*What you need to do*
Continue the appellate opinion on Merrimack's summary judgment motion from its final sentence.

We cannot discern, however, the basis for the judge’s allowance of Merrimack’s motion for summary judgment. He may have found that there were no illegalities in the reference procedure and that the $0.00 award was binding on him; or he may have properly reached the construction issue and found that any coverage for the storage expenses would have been under the exhausted Coverage C. “[A]ny ground supporting the judgment” may be considered on appeal. Augat, Inc. v. Liberty Mut. Ins. Co., 410 Mass. 117, 120 (1991). Compare, however, Pupecki v. Madison Corp., 376 Mass. 212, (1978), where the Supreme Judicial Court chose to examine only those grounds argued on appeal by the party who had sought summary judgment. Id. at 215-216. Here, both in the trial court and on this appeal, the gravamen of Merrimack’s argument related to the binding effect of the award (other than to argue that there were no irregularities in the reference procedure). There has never been a real discussion at trial, or on appeal, by either party about the language used in Coverages C and D. In these circumstances, it appears highly probable that summary judgment was granted on the erroneous ground that the reference award was binding. Even though the interpretation of a contract is generally a question of law, any argument as to the interpretation of these provisions is best made in the first instance in the trial court. Accordingly, summary judgment was not appropriate. That being the case, we need not address the other illegalities in the reference procedure alleged by the Bertrands, or their claims under G.L. c. 93A and c. 176D.

Accordingly, the summary judgment for the defendant is vacated, and the case is returned to the trial court for trial, or for further proceedings on the defendant’s motion for summary judgment.

*Extracted data*
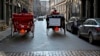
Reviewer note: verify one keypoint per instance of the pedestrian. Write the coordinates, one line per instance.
(24, 10)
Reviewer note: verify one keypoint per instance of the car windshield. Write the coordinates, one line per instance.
(98, 20)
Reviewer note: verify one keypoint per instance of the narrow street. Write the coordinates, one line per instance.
(41, 43)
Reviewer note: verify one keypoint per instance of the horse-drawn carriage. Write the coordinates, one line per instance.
(56, 22)
(22, 23)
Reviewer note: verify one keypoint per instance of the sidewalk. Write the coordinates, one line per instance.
(4, 34)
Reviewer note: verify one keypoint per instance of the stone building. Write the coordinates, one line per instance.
(68, 8)
(7, 7)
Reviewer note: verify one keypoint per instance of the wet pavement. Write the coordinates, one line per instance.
(42, 44)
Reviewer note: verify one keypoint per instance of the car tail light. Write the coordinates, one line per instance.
(98, 29)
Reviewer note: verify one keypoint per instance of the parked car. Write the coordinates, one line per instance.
(90, 29)
(40, 18)
(73, 23)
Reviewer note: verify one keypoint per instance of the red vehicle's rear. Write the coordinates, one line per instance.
(23, 23)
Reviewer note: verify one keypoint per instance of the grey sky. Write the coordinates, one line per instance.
(44, 0)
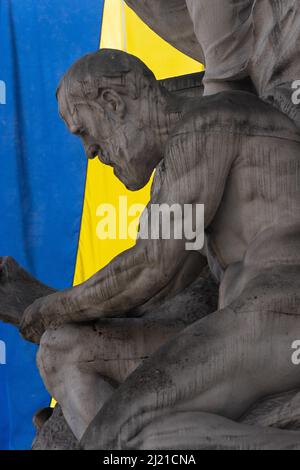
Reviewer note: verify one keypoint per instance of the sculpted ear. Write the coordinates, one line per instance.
(112, 102)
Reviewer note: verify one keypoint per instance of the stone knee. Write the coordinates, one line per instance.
(59, 349)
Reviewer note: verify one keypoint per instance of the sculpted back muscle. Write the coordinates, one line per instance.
(262, 149)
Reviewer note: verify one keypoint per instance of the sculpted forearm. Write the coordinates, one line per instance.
(129, 281)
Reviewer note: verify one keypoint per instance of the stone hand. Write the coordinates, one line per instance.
(39, 316)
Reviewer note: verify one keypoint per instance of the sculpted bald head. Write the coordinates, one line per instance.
(106, 98)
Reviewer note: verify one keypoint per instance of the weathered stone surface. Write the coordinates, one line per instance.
(55, 434)
(18, 289)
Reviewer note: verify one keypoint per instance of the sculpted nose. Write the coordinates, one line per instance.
(93, 151)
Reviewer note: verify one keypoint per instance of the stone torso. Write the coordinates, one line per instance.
(260, 203)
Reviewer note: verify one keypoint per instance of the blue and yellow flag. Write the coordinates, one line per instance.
(49, 196)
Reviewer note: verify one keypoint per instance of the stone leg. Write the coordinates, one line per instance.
(81, 365)
(220, 365)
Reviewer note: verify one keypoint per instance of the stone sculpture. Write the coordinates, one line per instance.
(130, 366)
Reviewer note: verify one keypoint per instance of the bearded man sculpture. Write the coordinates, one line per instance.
(128, 376)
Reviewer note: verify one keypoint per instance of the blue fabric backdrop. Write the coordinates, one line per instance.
(42, 174)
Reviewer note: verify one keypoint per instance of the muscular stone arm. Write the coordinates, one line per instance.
(195, 172)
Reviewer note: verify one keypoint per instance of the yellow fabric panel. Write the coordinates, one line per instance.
(164, 60)
(121, 29)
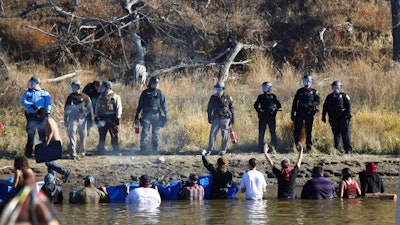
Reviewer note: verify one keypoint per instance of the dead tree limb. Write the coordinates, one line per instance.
(48, 4)
(4, 63)
(65, 76)
(224, 72)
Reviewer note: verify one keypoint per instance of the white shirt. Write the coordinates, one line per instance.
(146, 196)
(254, 183)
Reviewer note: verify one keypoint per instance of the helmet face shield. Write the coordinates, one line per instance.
(32, 84)
(336, 86)
(266, 87)
(218, 91)
(306, 81)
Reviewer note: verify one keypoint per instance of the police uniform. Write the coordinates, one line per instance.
(266, 105)
(91, 90)
(108, 112)
(78, 107)
(32, 100)
(304, 107)
(338, 107)
(220, 115)
(152, 103)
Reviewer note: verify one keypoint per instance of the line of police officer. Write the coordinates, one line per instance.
(220, 110)
(337, 105)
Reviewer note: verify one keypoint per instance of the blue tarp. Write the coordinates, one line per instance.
(170, 192)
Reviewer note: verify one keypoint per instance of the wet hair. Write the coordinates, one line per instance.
(252, 163)
(347, 173)
(41, 113)
(317, 171)
(21, 163)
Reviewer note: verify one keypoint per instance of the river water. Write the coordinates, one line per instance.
(239, 211)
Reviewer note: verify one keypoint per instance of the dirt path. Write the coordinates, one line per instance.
(113, 170)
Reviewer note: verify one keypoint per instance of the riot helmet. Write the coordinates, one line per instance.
(33, 82)
(75, 86)
(220, 85)
(336, 86)
(105, 85)
(266, 87)
(306, 81)
(219, 88)
(153, 81)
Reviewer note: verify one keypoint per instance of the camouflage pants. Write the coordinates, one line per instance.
(219, 124)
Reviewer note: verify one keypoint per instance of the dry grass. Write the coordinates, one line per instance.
(374, 125)
(370, 81)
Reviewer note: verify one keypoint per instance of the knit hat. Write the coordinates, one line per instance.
(222, 161)
(89, 178)
(107, 84)
(193, 177)
(144, 179)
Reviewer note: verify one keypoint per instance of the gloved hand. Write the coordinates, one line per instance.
(34, 107)
(232, 121)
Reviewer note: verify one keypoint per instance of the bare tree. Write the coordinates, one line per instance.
(396, 29)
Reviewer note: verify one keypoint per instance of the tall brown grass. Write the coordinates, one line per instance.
(372, 88)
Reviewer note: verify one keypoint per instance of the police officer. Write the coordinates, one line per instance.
(33, 99)
(267, 105)
(220, 116)
(304, 107)
(152, 104)
(338, 106)
(108, 113)
(92, 90)
(77, 108)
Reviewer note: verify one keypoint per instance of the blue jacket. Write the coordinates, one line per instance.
(41, 98)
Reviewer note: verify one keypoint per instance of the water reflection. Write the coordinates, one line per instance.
(239, 211)
(256, 211)
(142, 214)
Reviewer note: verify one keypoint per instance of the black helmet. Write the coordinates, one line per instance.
(220, 85)
(306, 79)
(107, 84)
(35, 79)
(77, 84)
(266, 86)
(153, 80)
(336, 83)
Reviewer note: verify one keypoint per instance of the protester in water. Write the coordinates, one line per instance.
(52, 138)
(89, 194)
(348, 187)
(370, 180)
(253, 182)
(191, 190)
(221, 177)
(145, 195)
(319, 187)
(286, 176)
(52, 190)
(21, 164)
(29, 206)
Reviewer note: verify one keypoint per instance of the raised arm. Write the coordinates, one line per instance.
(300, 149)
(266, 148)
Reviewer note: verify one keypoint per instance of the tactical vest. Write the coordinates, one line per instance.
(76, 106)
(106, 104)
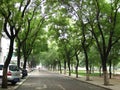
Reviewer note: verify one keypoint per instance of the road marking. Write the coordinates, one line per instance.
(61, 87)
(42, 87)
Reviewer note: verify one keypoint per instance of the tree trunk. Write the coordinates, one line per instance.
(18, 56)
(110, 71)
(6, 64)
(105, 73)
(100, 72)
(77, 64)
(60, 67)
(25, 63)
(64, 66)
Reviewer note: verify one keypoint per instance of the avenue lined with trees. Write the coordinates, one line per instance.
(62, 34)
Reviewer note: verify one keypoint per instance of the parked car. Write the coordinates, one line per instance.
(13, 74)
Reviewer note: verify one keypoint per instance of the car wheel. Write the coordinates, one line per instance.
(13, 83)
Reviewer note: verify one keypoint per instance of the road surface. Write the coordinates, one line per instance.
(44, 80)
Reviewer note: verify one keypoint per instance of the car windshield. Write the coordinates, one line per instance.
(1, 67)
(13, 68)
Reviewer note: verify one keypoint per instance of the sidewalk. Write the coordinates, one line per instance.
(114, 82)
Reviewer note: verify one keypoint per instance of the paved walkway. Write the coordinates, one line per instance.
(114, 82)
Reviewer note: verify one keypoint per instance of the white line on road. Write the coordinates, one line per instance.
(42, 87)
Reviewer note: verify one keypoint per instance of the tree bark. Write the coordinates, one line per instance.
(6, 64)
(77, 64)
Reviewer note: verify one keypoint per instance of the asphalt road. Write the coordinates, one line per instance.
(45, 80)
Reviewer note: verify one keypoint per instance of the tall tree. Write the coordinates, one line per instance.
(13, 16)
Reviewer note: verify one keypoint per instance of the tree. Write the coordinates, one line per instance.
(13, 17)
(104, 27)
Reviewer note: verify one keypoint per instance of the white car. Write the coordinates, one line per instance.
(13, 74)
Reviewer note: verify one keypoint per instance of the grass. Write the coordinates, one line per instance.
(83, 73)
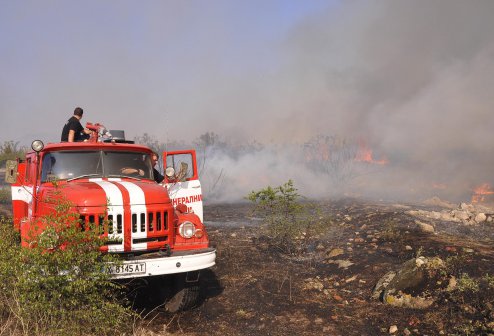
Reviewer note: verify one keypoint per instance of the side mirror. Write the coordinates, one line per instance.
(170, 172)
(11, 171)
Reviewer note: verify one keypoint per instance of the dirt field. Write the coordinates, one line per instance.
(255, 290)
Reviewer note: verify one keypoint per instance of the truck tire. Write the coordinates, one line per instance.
(186, 295)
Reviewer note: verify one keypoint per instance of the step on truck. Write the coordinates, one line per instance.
(156, 228)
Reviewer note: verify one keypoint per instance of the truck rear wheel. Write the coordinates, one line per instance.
(186, 293)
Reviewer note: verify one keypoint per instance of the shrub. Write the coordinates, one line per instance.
(5, 195)
(58, 286)
(292, 225)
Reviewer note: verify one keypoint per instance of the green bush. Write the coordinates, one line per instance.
(5, 195)
(58, 286)
(292, 224)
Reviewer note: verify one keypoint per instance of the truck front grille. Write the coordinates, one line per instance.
(148, 230)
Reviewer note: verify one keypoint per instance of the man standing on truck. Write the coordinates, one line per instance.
(73, 130)
(157, 176)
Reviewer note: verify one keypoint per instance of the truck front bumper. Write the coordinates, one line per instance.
(155, 264)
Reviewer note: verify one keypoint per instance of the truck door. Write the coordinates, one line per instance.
(184, 187)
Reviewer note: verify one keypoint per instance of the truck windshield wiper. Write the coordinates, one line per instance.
(82, 176)
(125, 176)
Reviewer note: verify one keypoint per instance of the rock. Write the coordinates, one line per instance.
(408, 301)
(420, 261)
(381, 285)
(335, 252)
(461, 215)
(480, 217)
(452, 284)
(424, 227)
(393, 329)
(342, 263)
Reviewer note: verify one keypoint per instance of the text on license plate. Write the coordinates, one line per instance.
(127, 269)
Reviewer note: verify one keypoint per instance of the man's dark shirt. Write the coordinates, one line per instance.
(72, 124)
(157, 176)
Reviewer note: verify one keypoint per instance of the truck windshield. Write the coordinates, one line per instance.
(68, 165)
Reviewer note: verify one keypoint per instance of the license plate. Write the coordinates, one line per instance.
(124, 269)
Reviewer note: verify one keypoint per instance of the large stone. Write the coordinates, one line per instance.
(480, 217)
(424, 227)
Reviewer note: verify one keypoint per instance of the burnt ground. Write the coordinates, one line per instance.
(255, 290)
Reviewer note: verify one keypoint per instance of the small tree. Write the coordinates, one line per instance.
(292, 225)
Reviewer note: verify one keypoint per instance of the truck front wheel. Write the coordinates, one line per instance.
(186, 292)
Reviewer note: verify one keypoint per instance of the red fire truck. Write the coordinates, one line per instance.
(157, 229)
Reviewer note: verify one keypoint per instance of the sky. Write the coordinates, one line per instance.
(413, 79)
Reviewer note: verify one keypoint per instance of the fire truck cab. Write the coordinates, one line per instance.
(157, 229)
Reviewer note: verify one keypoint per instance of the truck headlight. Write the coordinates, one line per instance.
(187, 229)
(170, 172)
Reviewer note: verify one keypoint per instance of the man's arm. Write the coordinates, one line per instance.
(71, 136)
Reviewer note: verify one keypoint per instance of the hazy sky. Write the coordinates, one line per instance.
(414, 79)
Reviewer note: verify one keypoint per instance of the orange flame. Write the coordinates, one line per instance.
(480, 192)
(364, 154)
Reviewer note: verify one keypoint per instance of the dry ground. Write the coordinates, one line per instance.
(255, 290)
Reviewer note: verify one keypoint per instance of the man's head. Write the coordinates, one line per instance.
(154, 158)
(78, 112)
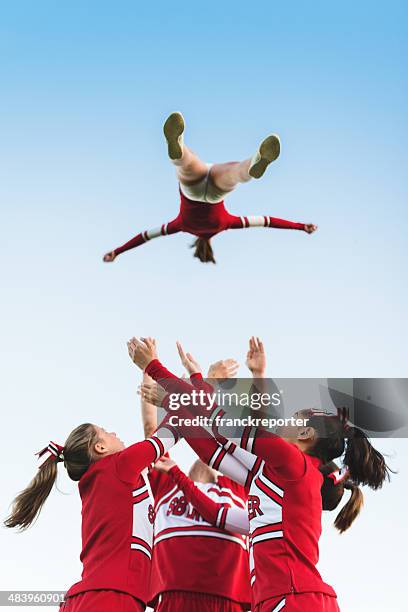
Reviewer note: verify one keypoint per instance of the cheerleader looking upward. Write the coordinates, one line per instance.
(290, 478)
(203, 188)
(117, 513)
(190, 524)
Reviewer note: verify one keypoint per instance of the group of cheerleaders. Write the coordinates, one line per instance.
(240, 532)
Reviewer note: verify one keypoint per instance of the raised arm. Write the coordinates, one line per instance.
(135, 458)
(267, 221)
(149, 412)
(166, 229)
(221, 515)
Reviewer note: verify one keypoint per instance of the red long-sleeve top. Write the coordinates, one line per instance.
(205, 221)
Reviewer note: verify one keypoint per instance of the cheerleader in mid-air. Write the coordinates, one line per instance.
(290, 478)
(203, 188)
(117, 513)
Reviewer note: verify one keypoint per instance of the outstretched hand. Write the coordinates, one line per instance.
(310, 228)
(142, 351)
(111, 256)
(226, 368)
(152, 393)
(164, 464)
(188, 361)
(256, 357)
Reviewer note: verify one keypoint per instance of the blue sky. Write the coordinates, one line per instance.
(86, 88)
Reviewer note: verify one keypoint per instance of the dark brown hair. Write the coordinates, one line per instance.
(78, 456)
(332, 494)
(365, 465)
(203, 250)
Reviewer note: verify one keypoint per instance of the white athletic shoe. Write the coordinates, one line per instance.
(173, 131)
(268, 151)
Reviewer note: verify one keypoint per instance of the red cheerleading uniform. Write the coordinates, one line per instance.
(117, 527)
(204, 221)
(284, 509)
(190, 526)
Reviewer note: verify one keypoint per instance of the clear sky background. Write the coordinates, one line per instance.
(83, 167)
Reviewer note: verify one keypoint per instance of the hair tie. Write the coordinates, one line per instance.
(52, 452)
(339, 475)
(343, 415)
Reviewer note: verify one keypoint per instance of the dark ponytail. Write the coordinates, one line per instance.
(78, 456)
(203, 250)
(332, 491)
(366, 464)
(351, 509)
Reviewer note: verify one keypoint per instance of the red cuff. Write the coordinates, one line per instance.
(196, 375)
(151, 366)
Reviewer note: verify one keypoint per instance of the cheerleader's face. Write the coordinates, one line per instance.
(298, 434)
(108, 442)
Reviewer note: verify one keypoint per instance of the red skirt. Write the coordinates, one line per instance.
(300, 602)
(186, 601)
(102, 601)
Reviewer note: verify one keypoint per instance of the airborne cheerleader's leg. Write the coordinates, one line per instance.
(225, 177)
(189, 167)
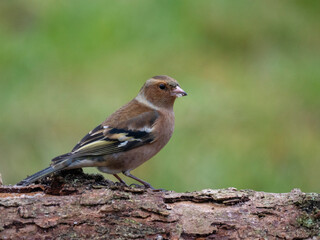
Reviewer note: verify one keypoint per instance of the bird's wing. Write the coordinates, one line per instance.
(105, 140)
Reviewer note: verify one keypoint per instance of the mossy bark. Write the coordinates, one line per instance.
(80, 206)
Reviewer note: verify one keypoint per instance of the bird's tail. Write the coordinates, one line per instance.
(61, 162)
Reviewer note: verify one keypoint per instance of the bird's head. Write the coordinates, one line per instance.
(161, 91)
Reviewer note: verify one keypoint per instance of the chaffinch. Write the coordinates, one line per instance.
(128, 138)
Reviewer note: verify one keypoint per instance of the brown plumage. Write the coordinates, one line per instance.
(127, 138)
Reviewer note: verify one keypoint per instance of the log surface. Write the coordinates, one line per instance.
(81, 206)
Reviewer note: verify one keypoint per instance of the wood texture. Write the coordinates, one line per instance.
(80, 206)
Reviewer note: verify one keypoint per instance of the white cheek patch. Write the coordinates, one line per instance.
(123, 144)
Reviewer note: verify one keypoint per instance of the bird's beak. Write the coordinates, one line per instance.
(178, 92)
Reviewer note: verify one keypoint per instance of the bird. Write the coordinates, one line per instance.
(127, 138)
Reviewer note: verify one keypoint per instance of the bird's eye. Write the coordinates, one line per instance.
(162, 86)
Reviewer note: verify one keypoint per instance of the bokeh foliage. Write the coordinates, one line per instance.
(251, 69)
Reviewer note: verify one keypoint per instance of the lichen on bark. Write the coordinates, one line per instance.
(74, 205)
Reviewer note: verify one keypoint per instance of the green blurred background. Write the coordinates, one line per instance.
(251, 69)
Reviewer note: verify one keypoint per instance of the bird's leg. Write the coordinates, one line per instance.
(128, 174)
(120, 180)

*Solved exercise*
So ordered.


FOOTNOTES

[Note 1] Nancy Bertrand.

[Note 2] Section 101A of G.L. c. 175 provides that the “referees shall reduce their award to writing and execute it in duplicate. The third referee shall forthwith publish the same by delivering one of the duplicates to the company, and one to the insured, but the same may be published in any other lawful manner.”

[Note 3] In Augenstein, since there was no suggestion “that the referees misconceived the meaning of ‘theft’ and thus were mistaken as to coverage . . . or any other illegality or mistake of law” by the referees, Id. at 37-38, the Court held that the insured’s “motion for a directed verdict should have been allowed on the basis of the referees’ award.” Id. at 34.

[Note 4] In a separate section setting out additional coverages related to damaged property, the insurer agreed to “pay the reasonable cost incurred . . . for necessary measures taken solely to protect against further damage.” While the items stored by the Bertrands were not damaged, query whether this provision is some indication of an intent by the insurer to minimize future damages.